• [Document excerpt]
--
Opinion

Music career spans 66 years

MUSIC LOVERS: Nancy Jones (second left) with Prof Margaret Barton (centre) and family.
MUSIC LOVERS: Nancy Jones (second left) with Prof Margaret Barton (centre) and family. Contributed

Lifetime of music

SIXTY-six years of teaching music in the one city came to an end for Nancy Jones (nee White) when she retired in 1986.

It was thought that this probably created state and Australian records in her field.

English-born Nancy came to Australia with her parents in 1914 and lived in Booval House.

This is near Blackstone and she was fostered in music by her father, the Welsh community and the Parry family.

Her tutor was the wonderful musician Ida Ponti. Nancy gained her teaching and music qualifications from only 13 years of age and in 1927 was offered a scholarship in London but, due to family circumstances, was unable to take advantage of the opportunity offered.

Thelma Bickle (Mrs Bridley) was Nancy's first pupil from 1920 to 1925 when Nancy started teaching at 13 years of age and her last student prior to her retirement was Ken Ingram from 1976 to 1986.

In her early teens, Nancy was pianist for the silent movies when "mood" music was played to help the story along and later became leader of the Wintergarden Theatre orchestra.
--
• [The data]
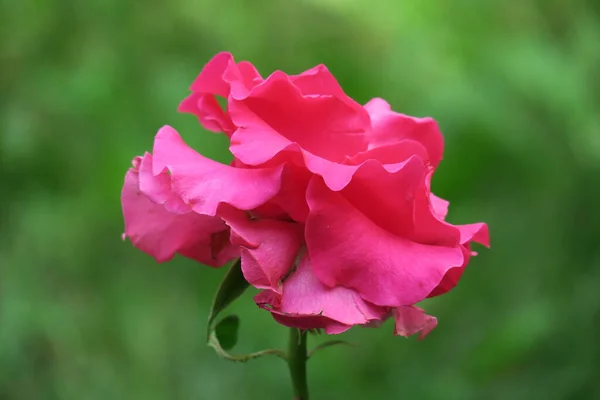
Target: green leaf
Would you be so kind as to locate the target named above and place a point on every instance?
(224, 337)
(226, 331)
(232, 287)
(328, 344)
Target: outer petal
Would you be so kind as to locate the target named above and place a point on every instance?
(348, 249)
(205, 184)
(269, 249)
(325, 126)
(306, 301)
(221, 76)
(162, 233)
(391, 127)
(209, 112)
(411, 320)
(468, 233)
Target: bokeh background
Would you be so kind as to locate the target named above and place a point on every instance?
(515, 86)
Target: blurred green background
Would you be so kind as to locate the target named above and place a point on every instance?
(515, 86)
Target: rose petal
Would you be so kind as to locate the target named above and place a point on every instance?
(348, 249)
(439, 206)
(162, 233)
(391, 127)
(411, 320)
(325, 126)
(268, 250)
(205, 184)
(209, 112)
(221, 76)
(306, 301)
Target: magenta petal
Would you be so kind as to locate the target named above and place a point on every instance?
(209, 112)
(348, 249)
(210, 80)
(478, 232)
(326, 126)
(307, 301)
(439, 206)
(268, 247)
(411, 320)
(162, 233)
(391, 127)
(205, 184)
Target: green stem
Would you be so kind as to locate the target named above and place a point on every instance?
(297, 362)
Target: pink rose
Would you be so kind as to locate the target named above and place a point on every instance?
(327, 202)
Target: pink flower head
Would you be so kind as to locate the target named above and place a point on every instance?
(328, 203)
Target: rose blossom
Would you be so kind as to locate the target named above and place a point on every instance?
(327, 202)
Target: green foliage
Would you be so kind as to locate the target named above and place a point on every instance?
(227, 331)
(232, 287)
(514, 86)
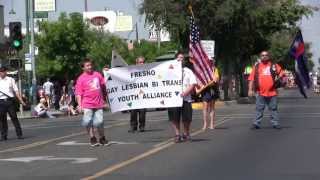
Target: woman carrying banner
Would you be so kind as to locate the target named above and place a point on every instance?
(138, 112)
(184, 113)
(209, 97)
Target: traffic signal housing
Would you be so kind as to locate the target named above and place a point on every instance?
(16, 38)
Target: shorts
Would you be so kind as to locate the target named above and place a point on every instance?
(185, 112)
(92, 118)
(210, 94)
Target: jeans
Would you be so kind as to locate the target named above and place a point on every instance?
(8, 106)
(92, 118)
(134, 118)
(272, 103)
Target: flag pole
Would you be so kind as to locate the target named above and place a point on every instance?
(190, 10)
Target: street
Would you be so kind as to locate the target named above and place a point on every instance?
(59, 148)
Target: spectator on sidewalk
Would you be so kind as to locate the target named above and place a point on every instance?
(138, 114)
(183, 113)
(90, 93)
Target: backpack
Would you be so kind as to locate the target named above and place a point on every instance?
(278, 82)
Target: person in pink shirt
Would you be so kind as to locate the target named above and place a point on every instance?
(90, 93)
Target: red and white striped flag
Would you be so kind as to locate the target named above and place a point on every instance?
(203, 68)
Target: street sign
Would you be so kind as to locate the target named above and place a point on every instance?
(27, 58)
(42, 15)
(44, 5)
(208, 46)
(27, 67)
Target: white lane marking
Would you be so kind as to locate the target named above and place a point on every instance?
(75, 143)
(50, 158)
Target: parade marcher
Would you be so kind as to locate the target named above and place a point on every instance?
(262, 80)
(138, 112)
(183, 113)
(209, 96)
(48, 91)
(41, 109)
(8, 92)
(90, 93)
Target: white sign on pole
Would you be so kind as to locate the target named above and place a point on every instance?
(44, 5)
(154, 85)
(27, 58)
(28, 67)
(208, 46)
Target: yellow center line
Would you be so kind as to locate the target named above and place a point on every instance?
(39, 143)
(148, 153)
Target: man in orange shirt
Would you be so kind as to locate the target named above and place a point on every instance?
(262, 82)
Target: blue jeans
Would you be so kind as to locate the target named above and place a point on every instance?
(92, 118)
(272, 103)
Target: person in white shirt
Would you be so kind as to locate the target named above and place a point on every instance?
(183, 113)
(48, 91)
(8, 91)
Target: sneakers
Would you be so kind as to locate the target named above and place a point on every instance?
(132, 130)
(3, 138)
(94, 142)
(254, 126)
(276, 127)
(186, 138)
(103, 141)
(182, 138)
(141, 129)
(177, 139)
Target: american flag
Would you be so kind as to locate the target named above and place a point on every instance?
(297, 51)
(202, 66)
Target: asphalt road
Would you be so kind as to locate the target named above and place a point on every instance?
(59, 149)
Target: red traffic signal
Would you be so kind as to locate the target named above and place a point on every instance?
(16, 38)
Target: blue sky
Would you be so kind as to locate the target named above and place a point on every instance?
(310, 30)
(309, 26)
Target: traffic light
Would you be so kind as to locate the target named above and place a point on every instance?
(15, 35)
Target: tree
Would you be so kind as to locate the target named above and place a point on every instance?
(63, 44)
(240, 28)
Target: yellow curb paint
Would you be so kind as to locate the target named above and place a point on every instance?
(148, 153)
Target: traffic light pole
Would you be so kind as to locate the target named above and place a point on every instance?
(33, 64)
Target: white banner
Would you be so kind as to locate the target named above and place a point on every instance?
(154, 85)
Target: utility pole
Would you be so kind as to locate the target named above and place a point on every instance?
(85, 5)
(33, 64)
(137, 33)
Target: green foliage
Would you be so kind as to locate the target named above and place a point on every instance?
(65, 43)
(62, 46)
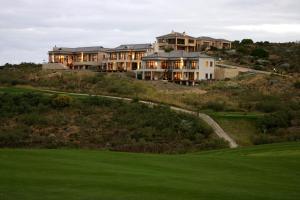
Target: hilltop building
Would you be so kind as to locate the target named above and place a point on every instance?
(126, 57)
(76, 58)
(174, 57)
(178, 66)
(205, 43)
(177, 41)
--
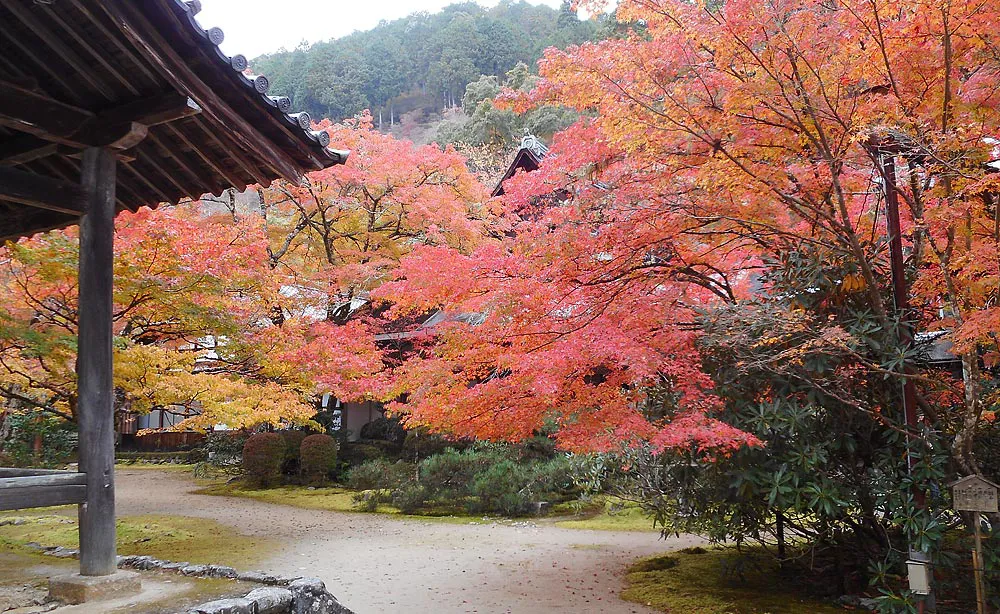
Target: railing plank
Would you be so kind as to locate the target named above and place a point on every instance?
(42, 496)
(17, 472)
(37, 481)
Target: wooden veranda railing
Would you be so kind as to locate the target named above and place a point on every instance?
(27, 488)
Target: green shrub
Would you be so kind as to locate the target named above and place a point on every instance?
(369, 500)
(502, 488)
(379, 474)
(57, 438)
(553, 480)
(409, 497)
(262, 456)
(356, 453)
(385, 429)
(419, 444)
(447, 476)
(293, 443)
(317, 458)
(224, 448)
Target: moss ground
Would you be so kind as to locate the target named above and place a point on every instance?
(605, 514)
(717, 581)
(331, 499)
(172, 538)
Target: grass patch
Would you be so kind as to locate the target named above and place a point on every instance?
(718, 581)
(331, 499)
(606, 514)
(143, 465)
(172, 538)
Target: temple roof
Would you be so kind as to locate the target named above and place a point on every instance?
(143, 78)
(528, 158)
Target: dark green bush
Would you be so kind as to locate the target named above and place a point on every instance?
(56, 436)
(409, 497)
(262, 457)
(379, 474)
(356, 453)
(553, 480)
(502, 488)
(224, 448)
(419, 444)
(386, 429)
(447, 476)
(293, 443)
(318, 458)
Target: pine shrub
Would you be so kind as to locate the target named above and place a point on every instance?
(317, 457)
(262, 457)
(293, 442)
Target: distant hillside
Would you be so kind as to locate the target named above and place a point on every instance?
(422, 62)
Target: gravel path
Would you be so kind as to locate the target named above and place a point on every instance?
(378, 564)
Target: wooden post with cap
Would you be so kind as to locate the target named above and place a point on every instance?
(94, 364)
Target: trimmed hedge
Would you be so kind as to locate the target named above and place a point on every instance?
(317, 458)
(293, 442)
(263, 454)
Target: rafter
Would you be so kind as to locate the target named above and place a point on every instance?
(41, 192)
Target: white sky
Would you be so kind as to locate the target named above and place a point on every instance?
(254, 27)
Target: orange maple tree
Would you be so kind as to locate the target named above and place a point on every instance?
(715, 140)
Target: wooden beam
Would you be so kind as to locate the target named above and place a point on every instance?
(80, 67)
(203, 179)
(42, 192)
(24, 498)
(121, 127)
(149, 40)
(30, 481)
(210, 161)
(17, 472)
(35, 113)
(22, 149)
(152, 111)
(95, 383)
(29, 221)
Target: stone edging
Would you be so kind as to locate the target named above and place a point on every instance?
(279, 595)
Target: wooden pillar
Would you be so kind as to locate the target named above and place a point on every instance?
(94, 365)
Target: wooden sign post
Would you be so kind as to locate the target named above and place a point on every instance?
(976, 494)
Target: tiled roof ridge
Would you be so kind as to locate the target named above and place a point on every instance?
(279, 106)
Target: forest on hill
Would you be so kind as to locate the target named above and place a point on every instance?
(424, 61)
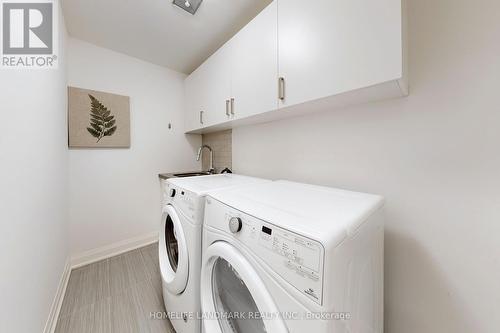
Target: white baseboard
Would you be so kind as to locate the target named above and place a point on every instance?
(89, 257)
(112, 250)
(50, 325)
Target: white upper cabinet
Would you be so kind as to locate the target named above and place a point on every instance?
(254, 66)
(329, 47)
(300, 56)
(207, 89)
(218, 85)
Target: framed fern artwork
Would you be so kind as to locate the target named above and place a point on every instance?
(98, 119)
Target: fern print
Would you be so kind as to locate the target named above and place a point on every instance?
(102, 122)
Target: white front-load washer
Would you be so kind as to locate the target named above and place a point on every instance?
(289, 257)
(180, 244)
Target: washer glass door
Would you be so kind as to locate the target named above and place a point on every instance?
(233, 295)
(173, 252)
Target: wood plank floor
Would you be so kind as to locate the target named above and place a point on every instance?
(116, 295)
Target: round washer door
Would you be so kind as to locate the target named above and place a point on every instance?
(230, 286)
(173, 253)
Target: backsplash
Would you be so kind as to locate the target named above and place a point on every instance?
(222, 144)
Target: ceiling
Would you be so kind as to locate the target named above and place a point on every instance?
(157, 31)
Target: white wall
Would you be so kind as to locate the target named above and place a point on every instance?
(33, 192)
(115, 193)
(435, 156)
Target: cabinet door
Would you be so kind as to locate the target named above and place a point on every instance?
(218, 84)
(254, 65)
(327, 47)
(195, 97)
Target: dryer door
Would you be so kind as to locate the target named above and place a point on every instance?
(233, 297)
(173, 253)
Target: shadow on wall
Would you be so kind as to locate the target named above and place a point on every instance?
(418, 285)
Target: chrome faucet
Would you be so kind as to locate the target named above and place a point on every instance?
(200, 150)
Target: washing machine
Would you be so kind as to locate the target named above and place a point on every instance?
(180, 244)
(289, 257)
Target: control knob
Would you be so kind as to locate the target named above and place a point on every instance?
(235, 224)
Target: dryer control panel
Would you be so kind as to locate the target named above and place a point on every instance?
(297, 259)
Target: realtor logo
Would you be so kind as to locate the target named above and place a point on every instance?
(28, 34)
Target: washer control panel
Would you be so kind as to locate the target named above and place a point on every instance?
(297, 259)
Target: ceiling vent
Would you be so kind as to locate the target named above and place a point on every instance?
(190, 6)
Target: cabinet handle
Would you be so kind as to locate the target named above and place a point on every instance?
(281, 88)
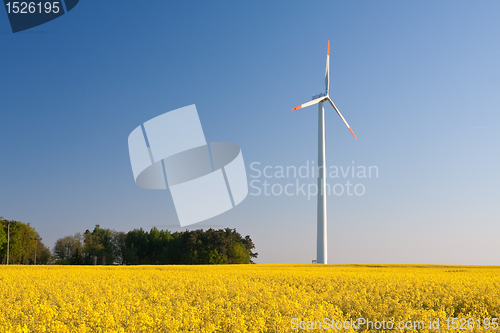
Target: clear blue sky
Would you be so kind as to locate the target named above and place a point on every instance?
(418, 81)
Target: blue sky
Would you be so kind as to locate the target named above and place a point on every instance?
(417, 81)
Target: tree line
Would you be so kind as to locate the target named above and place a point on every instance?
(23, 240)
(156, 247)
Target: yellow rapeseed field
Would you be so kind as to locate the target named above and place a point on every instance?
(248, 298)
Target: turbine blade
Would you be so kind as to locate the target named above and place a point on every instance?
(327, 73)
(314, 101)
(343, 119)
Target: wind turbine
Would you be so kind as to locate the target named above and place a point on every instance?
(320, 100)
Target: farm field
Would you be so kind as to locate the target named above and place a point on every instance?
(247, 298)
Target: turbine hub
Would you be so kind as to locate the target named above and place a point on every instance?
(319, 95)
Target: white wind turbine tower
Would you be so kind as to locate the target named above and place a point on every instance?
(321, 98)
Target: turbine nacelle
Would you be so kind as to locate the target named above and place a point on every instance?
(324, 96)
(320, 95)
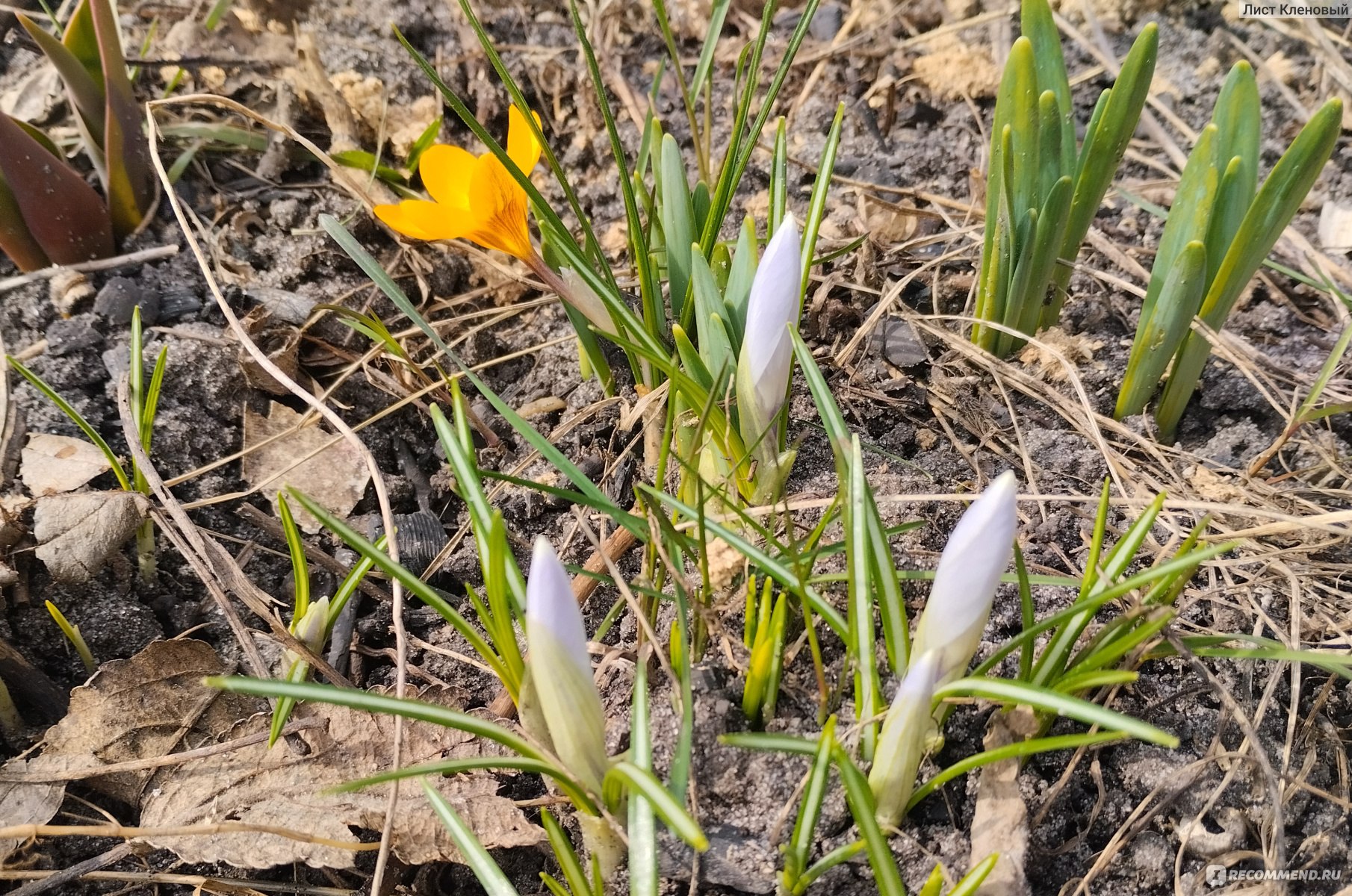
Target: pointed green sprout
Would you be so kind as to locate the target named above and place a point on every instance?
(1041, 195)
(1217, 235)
--
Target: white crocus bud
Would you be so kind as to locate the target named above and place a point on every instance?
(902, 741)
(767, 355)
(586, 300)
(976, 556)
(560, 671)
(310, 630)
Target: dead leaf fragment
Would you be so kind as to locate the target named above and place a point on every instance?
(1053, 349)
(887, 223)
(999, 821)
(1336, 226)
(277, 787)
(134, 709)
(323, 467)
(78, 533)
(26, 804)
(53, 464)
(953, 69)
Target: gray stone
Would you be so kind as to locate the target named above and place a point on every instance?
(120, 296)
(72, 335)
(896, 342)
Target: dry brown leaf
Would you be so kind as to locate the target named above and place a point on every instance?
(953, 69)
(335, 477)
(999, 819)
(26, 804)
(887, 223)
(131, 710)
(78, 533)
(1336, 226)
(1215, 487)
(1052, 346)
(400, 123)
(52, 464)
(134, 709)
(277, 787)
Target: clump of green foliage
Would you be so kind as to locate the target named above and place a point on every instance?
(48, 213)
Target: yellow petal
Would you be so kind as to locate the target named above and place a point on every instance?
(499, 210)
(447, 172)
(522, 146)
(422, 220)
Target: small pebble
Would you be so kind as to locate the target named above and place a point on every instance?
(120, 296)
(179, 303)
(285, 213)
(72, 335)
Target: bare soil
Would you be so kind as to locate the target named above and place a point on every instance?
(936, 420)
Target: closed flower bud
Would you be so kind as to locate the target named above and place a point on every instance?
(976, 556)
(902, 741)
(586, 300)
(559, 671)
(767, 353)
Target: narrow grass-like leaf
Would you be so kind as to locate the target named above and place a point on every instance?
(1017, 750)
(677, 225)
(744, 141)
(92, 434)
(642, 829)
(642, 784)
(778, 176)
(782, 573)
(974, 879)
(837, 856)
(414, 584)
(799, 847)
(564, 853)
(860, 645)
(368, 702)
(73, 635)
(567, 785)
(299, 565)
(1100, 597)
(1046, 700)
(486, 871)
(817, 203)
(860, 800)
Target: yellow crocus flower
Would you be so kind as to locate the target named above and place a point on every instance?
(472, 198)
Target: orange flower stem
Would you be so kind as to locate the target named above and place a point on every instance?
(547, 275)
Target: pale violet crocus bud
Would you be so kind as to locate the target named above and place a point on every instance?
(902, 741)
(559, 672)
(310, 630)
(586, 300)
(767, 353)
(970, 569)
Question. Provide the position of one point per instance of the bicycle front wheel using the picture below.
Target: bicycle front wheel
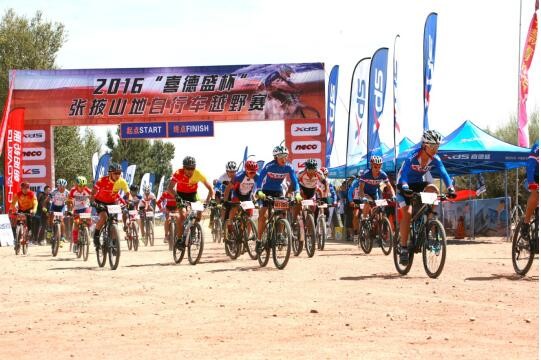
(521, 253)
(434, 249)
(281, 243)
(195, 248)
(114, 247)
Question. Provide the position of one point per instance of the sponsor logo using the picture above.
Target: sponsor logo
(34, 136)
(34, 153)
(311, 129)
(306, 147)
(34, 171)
--
Transcribe the passage from the article on Nancy Jones's music career above, starting with "SIXTY-six years of" and going on through "in Booval House.".

SIXTY-six years of teaching music in the one city came to an end for Nancy Jones (nee White) when she retired in 1986.

It was thought that this probably created state and Australian records in her field.

English-born Nancy came to Australia with her parents in 1914 and lived in Booval House.